EXTRAIT DE L'ÉDITORIAL
--------------------------------------------------

François Gravel, éditorialiste
L’ultimatum de 100 jours: un délai raisonnable
Les enseignants laissent 100 jours au gouvernement provincial pour négocier une nouvelle convention collective. Sinon, ils pourraient déclencher la grève. Nous croyons que cet ultimatum donne amplement le temps aux partis impliqués de s’entendre, à condition que celles-ci fassent preuve de bonne foi.
Il y a quelques semaines à peine, la plupart des gens ignoraient qu’une grève dans les écoles se profilait à l’horizon. Plutôt que de procéder avec un vote qui aurait donné l’impression de sortir de nulle part, la Fédération des enseignants du Nouveau-Brunswick a d’abord lancé une importante campagne de visibilité et de sensibilisation.
Celle-ci s’est articulée autour du thème du citron. Des manifestations ont été organisées devant les bureaux de plusieurs députés et ministres. Les porte-paroles ont fait part de leurs revendications lors de conférences de presse, dans des publicités, etc.
Bref, une stratégie de communication diablement plus efficace que celle du gouvernement provincial et moins agressive que celle privilégiée ces dernières années par le Syndicat canadien de la fonction publique avec ses poings jaunes en carton.
Par ailleurs, le délai de 100 jours signifie que la fin de l’année scolaire ne sera pas perturbée par un conflit. Nous nous en réjouissons. Les journées de classe annulées en mai ou en juin en raison d’un arrêt de travail ne seraient pas reprises en juillet et en août. Elles seraient définitivement perdues.
C’est aussi un soulagement pour les élèves qui peuvent préparer leurs activités de fin d’année sans la menace d’une grève du zèle.
L’ultimatum nous mène au 28 août, c’est-à-dire une semaine avant la rentrée. Si aucun accord ne survient d’ici là, il y aura un vote de grève.
Le gouvernement Higgs et la Fédération des enseignants du Nouveau-Brunswick ont la responsabilité et le devoir de tout faire pour éviter ce scénario. Les élèves ont déjà trop perdu de précieux mois d’enseignement ces dernières années en raison de la COVID-19 et de la grève des employés de soutien.
Les négociations achoppent sur deux points: les salaires et la fermeture des écoles pour des causes météorologiques.
Le gouvernement Higgs offre des augmentations de salaire de 10% sur cinq ans. C’est insuffisant. S’il joue la ligne dure sur la question salariale, une grève sera inévitable.
Notons toutefois qu’au fédéral, les syndiqués viennent de s’entendre avec Ottawa pour des hausses annuelles de 3% pendant quatre ans, en plus de quelques autres gains. Un cadre financier semblable pourrait-il servir de terrain d’entente avec la Fédération des enseignants? Espérons-le.
De toute façon, le gouvernement n’y échappera pas. Sa situation financière favorable et la hausse de l’inflation vont le forcer à délier éventuellement les cordons de la bourse. Le travail des enseignants s’est considérablement alourdi dans les dernières années. Ils méritent d’être mieux rémunérés.
La question des «congés de tempête» est plus complexe. Les enseignants tiennent à ceux-ci. Ils ne les laisseront pas tomber sans se battre.
Nous sommes de toute façon perplexes devant la stratégie de Fredericton, qui souhaite garder les écoles ouvertes en toutes circonstances, y compris quand les autobus scolaires ne sont pas sur les routes. Une proposition rejetée sans surprise par le syndicat.

--------------------------------------------------

LIGNES PRÉSENTÉES

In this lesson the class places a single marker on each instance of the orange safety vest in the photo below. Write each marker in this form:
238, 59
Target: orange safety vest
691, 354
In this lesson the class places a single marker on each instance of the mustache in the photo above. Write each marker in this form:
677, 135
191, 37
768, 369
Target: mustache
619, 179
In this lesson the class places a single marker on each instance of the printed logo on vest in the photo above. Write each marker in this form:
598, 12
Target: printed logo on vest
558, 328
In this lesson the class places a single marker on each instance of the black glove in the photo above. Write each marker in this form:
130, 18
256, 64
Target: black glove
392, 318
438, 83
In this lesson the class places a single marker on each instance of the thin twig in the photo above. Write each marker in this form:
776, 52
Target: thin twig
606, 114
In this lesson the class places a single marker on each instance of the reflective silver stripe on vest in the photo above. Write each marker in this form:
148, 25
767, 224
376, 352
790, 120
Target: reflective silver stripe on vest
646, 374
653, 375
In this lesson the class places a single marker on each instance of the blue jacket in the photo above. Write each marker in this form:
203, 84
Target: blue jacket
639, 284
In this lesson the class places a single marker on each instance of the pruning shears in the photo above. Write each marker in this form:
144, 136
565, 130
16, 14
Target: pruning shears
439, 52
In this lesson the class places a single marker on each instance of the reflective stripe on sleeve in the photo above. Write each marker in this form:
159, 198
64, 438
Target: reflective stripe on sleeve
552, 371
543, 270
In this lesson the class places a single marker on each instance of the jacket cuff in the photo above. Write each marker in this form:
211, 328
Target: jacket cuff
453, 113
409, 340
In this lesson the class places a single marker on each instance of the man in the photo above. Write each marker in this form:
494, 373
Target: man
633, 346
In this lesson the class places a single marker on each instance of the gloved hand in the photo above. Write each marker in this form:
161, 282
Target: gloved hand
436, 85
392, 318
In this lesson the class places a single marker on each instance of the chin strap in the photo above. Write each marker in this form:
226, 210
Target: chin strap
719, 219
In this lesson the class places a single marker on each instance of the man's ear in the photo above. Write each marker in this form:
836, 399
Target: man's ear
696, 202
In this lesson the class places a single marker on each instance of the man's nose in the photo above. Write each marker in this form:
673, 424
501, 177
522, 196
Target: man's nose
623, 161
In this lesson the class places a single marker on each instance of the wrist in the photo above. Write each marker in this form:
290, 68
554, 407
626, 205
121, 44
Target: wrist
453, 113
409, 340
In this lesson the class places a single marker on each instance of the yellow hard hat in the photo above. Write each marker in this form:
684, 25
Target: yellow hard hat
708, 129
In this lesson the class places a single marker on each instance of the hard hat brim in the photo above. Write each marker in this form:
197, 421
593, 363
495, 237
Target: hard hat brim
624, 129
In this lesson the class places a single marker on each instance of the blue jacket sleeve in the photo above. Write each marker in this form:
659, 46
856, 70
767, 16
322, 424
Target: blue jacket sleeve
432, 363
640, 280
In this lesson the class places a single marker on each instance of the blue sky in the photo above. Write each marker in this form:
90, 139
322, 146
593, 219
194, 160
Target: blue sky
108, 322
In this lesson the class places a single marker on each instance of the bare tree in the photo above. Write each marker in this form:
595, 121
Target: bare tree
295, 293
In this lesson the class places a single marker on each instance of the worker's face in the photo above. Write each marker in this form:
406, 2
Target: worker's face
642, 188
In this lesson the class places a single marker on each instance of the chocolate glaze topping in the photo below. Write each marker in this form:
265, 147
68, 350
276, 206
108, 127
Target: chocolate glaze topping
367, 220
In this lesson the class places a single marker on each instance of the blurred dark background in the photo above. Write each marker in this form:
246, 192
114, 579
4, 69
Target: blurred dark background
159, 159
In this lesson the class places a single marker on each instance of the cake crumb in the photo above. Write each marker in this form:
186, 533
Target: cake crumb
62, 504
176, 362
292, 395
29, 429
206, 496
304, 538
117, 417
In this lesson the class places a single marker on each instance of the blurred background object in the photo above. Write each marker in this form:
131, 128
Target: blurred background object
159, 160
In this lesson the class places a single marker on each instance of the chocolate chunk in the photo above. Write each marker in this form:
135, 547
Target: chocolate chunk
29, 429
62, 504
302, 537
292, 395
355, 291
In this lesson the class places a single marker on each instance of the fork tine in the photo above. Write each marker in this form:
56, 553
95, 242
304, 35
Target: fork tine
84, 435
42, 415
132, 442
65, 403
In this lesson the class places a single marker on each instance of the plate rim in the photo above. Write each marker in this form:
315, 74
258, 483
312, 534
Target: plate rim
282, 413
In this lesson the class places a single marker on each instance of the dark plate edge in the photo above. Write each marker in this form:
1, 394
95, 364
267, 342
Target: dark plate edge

--------------------------------------------------

TÂCHES À RÉALISER
1. Recopiez mot pour mot le passage de l'éditorial, en commençant à « Celle-ci s’est articulée » et en terminant à « seraient définitivement perdues. ».
2. Répondez aux questions suivantes d'après l'éditorial.
(a) Autour de quel thème s'est articulée la campagne de visibilité et de sensibilisation de la Fédération des enseignants du Nouveau-Brunswick ?
(b) À quelle date l'ultimatum mène-t-il ?
(c) Quelles augmentations de salaire le gouvernement Higgs offre-t-il ?
Appuyez-vous uniquement sur l'éditorial.

RÉPONSES PAR TÂCHE
1.
Celle-ci s’est articulée autour du thème du citron. Des manifestations ont été organisées devant les bureaux de plusieurs députés et ministres. Les porte-paroles ont fait part de leurs revendications lors de conférences de presse, dans des publicités, etc.
Bref, une stratégie de communication diablement plus efficace que celle du gouvernement provincial et moins agressive que celle privilégiée ces dernières années par le Syndicat canadien de la fonction publique avec ses poings jaunes en carton.
Par ailleurs, le délai de 100 jours signifie que la fin de l’année scolaire ne sera pas perturbée par un conflit. Nous nous en réjouissons. Les journées de classe annulées en mai ou en juin en raison d’un arrêt de travail ne seraient pas reprises en juillet et en août. Elles seraient définitivement perdues.

2.
(a) Le thème du citron.
(b) Le 28 août, une semaine avant la rentrée.
(c) Des augmentations de 10 % sur cinq ans.